» Data to use

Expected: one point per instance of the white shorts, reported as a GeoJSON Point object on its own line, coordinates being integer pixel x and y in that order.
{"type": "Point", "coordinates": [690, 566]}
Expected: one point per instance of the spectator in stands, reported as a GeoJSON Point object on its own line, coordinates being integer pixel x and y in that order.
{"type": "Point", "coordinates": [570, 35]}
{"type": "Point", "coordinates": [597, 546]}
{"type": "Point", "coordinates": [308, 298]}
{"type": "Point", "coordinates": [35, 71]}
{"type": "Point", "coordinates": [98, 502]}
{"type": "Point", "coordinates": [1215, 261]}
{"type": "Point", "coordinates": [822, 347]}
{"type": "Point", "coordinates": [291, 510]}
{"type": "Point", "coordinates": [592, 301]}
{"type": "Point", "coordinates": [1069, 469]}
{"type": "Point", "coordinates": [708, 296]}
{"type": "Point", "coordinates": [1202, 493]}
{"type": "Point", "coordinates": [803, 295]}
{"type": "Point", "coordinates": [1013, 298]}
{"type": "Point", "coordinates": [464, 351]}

» Problem
Print the entire set of records again, exactly.

» Result below
Expected: one point per instance of the white shorts, reported as a GeoJSON Point object on its own line, coordinates being integer pixel x and y in that order.
{"type": "Point", "coordinates": [690, 566]}
Expected: one point per instance of the spectator in stands, reported as a GeoJSON Point object on its own line, coordinates being integer pixel x and y in that order.
{"type": "Point", "coordinates": [570, 35]}
{"type": "Point", "coordinates": [597, 546]}
{"type": "Point", "coordinates": [308, 298]}
{"type": "Point", "coordinates": [35, 71]}
{"type": "Point", "coordinates": [98, 502]}
{"type": "Point", "coordinates": [1215, 261]}
{"type": "Point", "coordinates": [822, 347]}
{"type": "Point", "coordinates": [291, 510]}
{"type": "Point", "coordinates": [592, 301]}
{"type": "Point", "coordinates": [1069, 469]}
{"type": "Point", "coordinates": [708, 296]}
{"type": "Point", "coordinates": [1202, 493]}
{"type": "Point", "coordinates": [803, 295]}
{"type": "Point", "coordinates": [1013, 298]}
{"type": "Point", "coordinates": [464, 351]}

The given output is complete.